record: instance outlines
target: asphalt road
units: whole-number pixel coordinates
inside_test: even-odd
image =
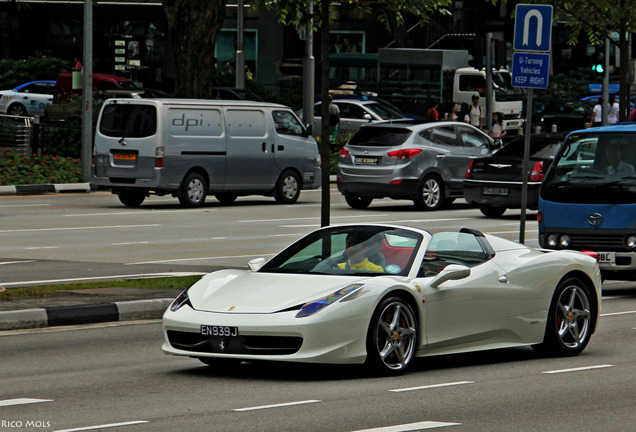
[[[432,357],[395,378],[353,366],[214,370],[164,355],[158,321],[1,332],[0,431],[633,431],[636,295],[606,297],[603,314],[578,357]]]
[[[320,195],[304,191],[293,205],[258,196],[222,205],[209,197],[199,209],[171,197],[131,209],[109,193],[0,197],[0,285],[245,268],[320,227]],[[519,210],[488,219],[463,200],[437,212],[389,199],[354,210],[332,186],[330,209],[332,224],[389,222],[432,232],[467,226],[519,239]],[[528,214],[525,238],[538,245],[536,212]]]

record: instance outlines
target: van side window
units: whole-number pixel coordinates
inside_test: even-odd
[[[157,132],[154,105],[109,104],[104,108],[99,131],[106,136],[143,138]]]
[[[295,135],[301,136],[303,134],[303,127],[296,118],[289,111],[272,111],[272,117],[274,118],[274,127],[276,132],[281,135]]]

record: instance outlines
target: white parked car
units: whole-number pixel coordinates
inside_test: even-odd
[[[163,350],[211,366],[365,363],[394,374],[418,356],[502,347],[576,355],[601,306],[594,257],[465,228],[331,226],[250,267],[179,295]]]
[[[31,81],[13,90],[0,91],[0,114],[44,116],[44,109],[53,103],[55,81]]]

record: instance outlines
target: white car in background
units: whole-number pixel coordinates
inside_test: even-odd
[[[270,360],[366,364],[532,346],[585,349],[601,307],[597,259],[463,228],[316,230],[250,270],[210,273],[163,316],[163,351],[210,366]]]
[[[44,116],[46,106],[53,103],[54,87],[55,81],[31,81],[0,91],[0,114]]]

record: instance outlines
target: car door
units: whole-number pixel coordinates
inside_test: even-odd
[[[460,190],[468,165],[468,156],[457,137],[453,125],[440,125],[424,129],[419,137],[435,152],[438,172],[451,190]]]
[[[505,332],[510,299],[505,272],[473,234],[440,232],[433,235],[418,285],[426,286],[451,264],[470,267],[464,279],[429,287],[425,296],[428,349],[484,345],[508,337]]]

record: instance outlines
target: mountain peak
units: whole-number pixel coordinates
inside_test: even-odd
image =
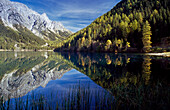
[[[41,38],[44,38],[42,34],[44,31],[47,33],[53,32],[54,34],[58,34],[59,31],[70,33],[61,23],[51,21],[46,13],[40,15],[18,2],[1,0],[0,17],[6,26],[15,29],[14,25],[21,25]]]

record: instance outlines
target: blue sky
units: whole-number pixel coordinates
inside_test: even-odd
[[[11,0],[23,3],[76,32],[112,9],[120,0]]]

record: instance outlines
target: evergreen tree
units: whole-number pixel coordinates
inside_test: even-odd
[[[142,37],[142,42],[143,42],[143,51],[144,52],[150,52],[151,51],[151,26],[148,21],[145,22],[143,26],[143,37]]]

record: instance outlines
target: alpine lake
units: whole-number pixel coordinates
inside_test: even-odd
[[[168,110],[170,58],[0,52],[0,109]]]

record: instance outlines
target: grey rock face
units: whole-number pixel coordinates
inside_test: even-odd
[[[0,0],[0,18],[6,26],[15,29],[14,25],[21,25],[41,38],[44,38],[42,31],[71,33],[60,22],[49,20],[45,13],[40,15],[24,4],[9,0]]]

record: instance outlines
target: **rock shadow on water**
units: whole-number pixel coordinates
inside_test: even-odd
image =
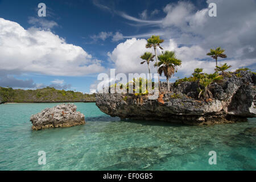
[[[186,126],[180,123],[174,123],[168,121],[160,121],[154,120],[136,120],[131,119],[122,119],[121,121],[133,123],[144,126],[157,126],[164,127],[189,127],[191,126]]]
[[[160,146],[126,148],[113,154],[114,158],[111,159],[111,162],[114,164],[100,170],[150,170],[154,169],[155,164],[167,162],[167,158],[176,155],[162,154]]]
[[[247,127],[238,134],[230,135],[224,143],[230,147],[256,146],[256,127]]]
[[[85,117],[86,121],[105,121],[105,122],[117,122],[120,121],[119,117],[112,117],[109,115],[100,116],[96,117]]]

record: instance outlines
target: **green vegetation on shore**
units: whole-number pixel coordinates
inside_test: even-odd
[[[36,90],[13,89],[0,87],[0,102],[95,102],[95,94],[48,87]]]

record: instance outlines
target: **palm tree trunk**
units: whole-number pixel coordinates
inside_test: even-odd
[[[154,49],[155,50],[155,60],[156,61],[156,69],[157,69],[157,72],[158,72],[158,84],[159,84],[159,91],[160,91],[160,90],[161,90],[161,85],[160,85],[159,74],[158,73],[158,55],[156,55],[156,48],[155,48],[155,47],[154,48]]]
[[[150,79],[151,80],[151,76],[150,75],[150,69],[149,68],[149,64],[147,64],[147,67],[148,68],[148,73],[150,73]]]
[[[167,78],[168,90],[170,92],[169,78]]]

### [The exercise]
Can you retype every record above exactly, leaving out the pictures?

### [Correct result]
record: instance outlines
target: asphalt road
units: whole-number pixel coordinates
inside_test: even-odd
image =
[[[432,357],[395,378],[353,366],[214,370],[164,355],[158,321],[1,332],[0,431],[633,431],[636,295],[606,297],[603,314],[578,357]]]
[[[320,195],[304,191],[293,205],[258,196],[222,205],[209,197],[199,209],[171,197],[131,209],[109,193],[0,197],[0,285],[245,268],[320,227]],[[519,210],[488,219],[463,200],[437,212],[389,199],[354,210],[332,186],[330,209],[332,224],[389,222],[432,232],[467,226],[519,239]],[[528,214],[525,238],[538,245],[536,212]]]

record: instance outlines
target: van side window
units: whole-number pixel coordinates
inside_test: even-odd
[[[157,132],[154,105],[109,104],[104,108],[99,131],[106,136],[143,138]]]
[[[295,135],[301,136],[303,134],[303,127],[296,118],[289,111],[272,111],[272,117],[274,118],[274,127],[276,132],[281,135]]]

record: instance outlines
target: white parked car
units: whole-number pixel coordinates
inside_test: even-odd
[[[163,350],[211,366],[365,363],[394,374],[418,356],[502,347],[576,355],[601,306],[594,257],[465,228],[331,226],[250,267],[179,295]]]
[[[31,81],[13,90],[0,91],[0,114],[44,116],[44,109],[53,103],[55,81]]]

record: instance outlines
target: white car in background
units: whole-number pixel coordinates
inside_test: even-odd
[[[270,360],[366,364],[532,346],[585,349],[601,307],[597,259],[463,228],[316,230],[250,270],[210,273],[163,316],[163,351],[210,366]]]
[[[44,116],[46,106],[53,103],[54,87],[55,81],[31,81],[0,91],[0,114]]]

record: instance outlines
target: car door
units: whole-number pixel coordinates
inside_test: even-odd
[[[460,190],[468,165],[468,156],[457,137],[453,125],[440,125],[424,129],[419,137],[435,152],[438,172],[451,190]]]
[[[505,332],[510,299],[505,272],[473,234],[440,232],[433,235],[418,285],[426,286],[451,264],[470,267],[464,279],[429,287],[425,296],[428,349],[484,345],[508,337]]]

record: instance outlines
target: mountain peak
units: whole-number pixel coordinates
inside_test: even-odd
image =
[[[41,38],[44,38],[42,34],[44,31],[47,33],[53,32],[54,34],[58,34],[59,31],[70,33],[61,23],[51,21],[46,13],[40,15],[18,2],[1,0],[0,17],[6,26],[15,29],[14,25],[21,25]]]

record: instance outlines
target: blue sky
units: whole-number pixel coordinates
inside_test: even-odd
[[[11,0],[23,3],[76,32],[112,9],[120,0]]]

record: instance outlines
target: evergreen tree
units: whole-number pixel coordinates
inside_test: even-odd
[[[142,37],[142,42],[143,42],[143,51],[144,52],[150,52],[151,51],[151,26],[148,21],[145,22],[143,26],[143,37]]]

record: instance outlines
target: alpine lake
units: whole-number pixel coordinates
inside_test: even-odd
[[[168,110],[170,58],[0,52],[0,109]]]

record: instance outlines
target: grey rock face
units: whole-number pixel coordinates
inside_test: even-odd
[[[0,0],[0,18],[6,26],[15,29],[14,25],[21,25],[41,38],[44,38],[42,31],[71,33],[60,22],[49,20],[45,13],[40,15],[24,4],[9,0]]]

record: instance outlines
target: **rock shadow on water**
units: whole-number pixel coordinates
inside_test: even-odd
image =
[[[186,126],[180,123],[174,123],[168,121],[160,121],[154,120],[136,120],[131,119],[122,119],[121,121],[133,123],[144,126],[157,126],[164,127],[189,127],[191,126]]]
[[[160,146],[126,148],[113,154],[114,158],[111,159],[111,162],[114,164],[100,170],[150,170],[154,169],[155,164],[167,162],[167,158],[176,155],[162,154]]]
[[[247,127],[238,134],[230,135],[224,143],[230,147],[256,146],[256,127]]]
[[[85,117],[86,121],[105,121],[105,122],[117,122],[120,121],[119,117],[112,117],[109,115],[100,116],[96,117]]]

record: instance outlines
target: **green vegetation on shore**
units: whole-number pixel coordinates
inside_test: even-odd
[[[36,90],[13,89],[0,87],[0,102],[95,102],[95,94],[48,87]]]

record: instance outlines
target: **palm tree trunk**
units: whole-number pixel coordinates
inside_test: even-odd
[[[154,49],[155,50],[155,60],[156,61],[156,69],[157,69],[157,72],[158,72],[158,84],[159,84],[159,91],[160,91],[160,90],[161,90],[161,85],[160,85],[159,74],[158,73],[158,55],[156,55],[156,48],[155,48],[155,47],[154,48]]]
[[[150,79],[151,80],[151,76],[150,75],[150,69],[149,68],[149,64],[147,64],[147,67],[148,68],[148,73],[150,73]]]
[[[167,78],[168,90],[170,92],[169,78]]]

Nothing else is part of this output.